Daftar Tugas:
**A.** Kutip bagian teks tentang sejarah periwayatan hadis, mulai dari "Hadis Pada Masa" dan berakhir pada "ke seluruh wilayah.".
**B.** Tulis kelanjutan teks tentang sejarah periwayatan hadis, dimulai setelah kalimat terakhirnya.

Teks Sumber:
########################################

Pada fase pertama ini, Rasulullah Saw melarang para sahabat untuk menulis sabdanya, karena dikhawatirkan akan tercampur dengan ayat-ayat Al-Qur’an yang saat itu masih dalam proses penurunan (al tanzil). Sebagaimana sabda Rasulullah Saw
“Janganlah kalian tulis dariku (selain Al-Qur’an) dan barang siapa yang menulis dariku selain Al-Qur’an, maka hapuslah. Riwayatkan hadis dariku tidak apa-apa. Barangsiapa berdusta atas namaku maka hendaklah ia menempati tempat duduknya di neraka.”
Hadis Pada Masa Sahabat | Fase Kedua
Pada fase ini para sahabat tidak bisa mendengar, melihat perbuatan-perbuatan yang dilakukan Nabi dan Ihwal-ihwal Nabi Saw secara langsung. Tindak tanduk Nabi, yang pada dasarnya bermuatan ajaran ilahi, hanya dapat diketahui melalui sahabat Nabi sebagai periwayat pertama yang menyampaikan sabda Nabi kepada kaum muslim. Para sahabat terus menjaga sabda Nabi, menegakkan ajaran Islam dan membantu dakwah Islam ke seluruh wilayah.

########################################

Data Hasil Ekstraksi:
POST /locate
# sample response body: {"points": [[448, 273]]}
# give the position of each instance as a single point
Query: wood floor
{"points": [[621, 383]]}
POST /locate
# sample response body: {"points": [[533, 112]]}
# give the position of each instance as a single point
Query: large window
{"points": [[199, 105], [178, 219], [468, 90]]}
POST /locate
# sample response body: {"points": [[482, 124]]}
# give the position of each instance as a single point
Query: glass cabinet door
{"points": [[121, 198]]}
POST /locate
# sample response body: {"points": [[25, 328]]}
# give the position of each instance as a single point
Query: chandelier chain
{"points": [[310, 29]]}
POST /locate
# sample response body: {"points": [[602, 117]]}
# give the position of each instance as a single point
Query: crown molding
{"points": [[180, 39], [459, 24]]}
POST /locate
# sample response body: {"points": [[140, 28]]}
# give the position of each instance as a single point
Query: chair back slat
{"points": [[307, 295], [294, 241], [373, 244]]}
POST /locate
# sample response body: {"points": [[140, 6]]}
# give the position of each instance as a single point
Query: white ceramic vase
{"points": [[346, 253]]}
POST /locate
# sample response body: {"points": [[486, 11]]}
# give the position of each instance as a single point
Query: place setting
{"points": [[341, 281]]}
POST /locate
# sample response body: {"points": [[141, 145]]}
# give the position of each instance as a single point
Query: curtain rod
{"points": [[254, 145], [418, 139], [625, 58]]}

########################################

Jawaban Tersedia:
**A.**
Hadis Pada Masa Sahabat | Fase Kedua
Pada fase ini para sahabat tidak bisa mendengar, melihat perbuatan-perbuatan yang dilakukan Nabi dan Ihwal-ihwal Nabi Saw secara langsung. Tindak tanduk Nabi, yang pada dasarnya bermuatan ajaran ilahi, hanya dapat diketahui melalui sahabat Nabi sebagai periwayat pertama yang menyampaikan sabda Nabi kepada kaum muslim. Para sahabat terus menjaga sabda Nabi, menegakkan ajaran Islam dan membantu dakwah Islam ke seluruh wilayah.

**B.**
Masa ini dikenal dengan al tatsabut wa al iqlal min al riwayah yaitu masa pembatasan dan memperketat periwayatan. Karena pada saat itu fokus sahabat masih terfokus pada pemeliharaan dan penyebaran Al-Qur’an dan mereka berusaha membatasi periwayatan hadis. Namun bukan berarti para sahabat tidak memegang hadis sebagai rujukan.
Mereka sangat berhati-hati dan membatasi diri dalam meriwayatkan hadis. Hal ini disebabkan karena para sahabat khawatir akan terjadinya kekeliruan baik ketika menerima, menyampaikannya kepada sahabat lain ataupun kepada generasi berikutnya (tabi’in). Oleh karena itu para sahabat berusaha untuk memperketat periwayatannya dan penerimaan hadis Rasulullah Saw.
Sikap kehati-hatian sahabat terjadi ketika perpecahan umat Islam masa Ali bin Abi Thalib. Pada saat itu terjadi pemalsuan hadis yang dilatarbelakangi oleh faktor politik. Dengan demikian, para sahabat menahan diri dari periwayatan hadis karena takut terjadi kesalahan dan dan dipakai untuk kepentingan pihak-pihak tertentu.